Exercise description: Reproduce the rows below, replacing "point_to" with "locate_points" throughout and leaving everything else unchanged. Omit the pictures from your answer.

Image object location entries

--- Begin ---

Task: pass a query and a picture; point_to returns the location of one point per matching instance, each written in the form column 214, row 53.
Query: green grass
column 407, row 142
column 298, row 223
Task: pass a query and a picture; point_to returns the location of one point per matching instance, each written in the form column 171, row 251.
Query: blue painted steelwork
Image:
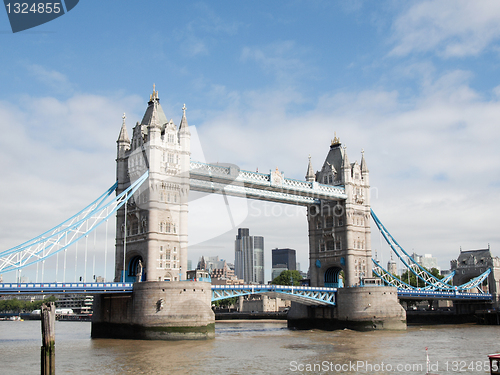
column 429, row 280
column 433, row 294
column 303, row 294
column 68, row 232
column 230, row 180
column 65, row 288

--- End ---

The answer:
Task: pass a query and a picture; locate_points returns the location of one point per matching instance, each written in the form column 214, row 53.
Query: green grass
column 407, row 142
column 298, row 223
Task: pass a query and a picture; locate_points returns the location of one point per matching instance, each written in the form column 171, row 251.
Query: blue painted steelwork
Image:
column 429, row 280
column 433, row 294
column 303, row 294
column 68, row 232
column 230, row 180
column 65, row 288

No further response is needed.